** Task prompt **
Nothing but an exact repetition of the entries should appear in the answer.
━━━━━ Given data
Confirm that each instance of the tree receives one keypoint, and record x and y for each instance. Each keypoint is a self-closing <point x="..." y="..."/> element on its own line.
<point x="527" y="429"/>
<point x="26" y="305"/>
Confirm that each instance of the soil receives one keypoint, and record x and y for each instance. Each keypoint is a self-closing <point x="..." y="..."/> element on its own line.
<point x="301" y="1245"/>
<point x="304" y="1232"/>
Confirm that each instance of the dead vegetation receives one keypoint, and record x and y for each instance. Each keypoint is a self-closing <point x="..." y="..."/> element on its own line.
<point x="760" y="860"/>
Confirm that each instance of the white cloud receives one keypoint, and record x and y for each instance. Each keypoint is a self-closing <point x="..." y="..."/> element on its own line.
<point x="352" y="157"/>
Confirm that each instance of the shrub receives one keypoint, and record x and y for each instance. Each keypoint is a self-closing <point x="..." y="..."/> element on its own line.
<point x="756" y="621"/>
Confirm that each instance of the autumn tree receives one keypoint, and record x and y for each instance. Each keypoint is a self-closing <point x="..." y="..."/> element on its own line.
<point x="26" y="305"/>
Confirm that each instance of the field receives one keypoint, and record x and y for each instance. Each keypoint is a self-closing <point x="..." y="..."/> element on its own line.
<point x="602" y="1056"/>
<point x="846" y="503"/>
━━━━━━━━━━
** Output **
Confirm that each instance of the tree receives one keypoint, and record x and y for each instance. Each keypoint is a self-closing <point x="..." y="..."/> element on its own line.
<point x="527" y="429"/>
<point x="26" y="305"/>
Confirm that each instance of the soil receives one keypoint, and record x and y for each instance. Each keypoint is a self-closing <point x="..." y="..."/> element on its own line.
<point x="301" y="1245"/>
<point x="304" y="1232"/>
Confirm that each instance of the dead vegetation receives one keypoint, and record x and y for each instance. Each keypoint is a self-closing <point x="..." y="..."/> element on its own line.
<point x="760" y="860"/>
Confirm that each instance of the white cloud receives one keypoint, and record x and y for each instance. Each keypoint is a self-closing <point x="..." y="..."/> element on its own line.
<point x="352" y="157"/>
Confirm that each instance of the shrub receives one keypoint, and record x and y for each instance. Each keypoint is a self-closing <point x="..." y="..."/> element on its own line.
<point x="756" y="621"/>
Confirm that each instance of the autumn tree receives one keypoint, and record x and y for each instance. Each keypoint is a self-closing <point x="..." y="..."/> element on its own line.
<point x="26" y="305"/>
Confirm that each instance of the field receives one keypoint, and record x and y for each instance. Each keypoint is a self-closing <point x="..." y="..."/> element on its own line.
<point x="602" y="1056"/>
<point x="846" y="503"/>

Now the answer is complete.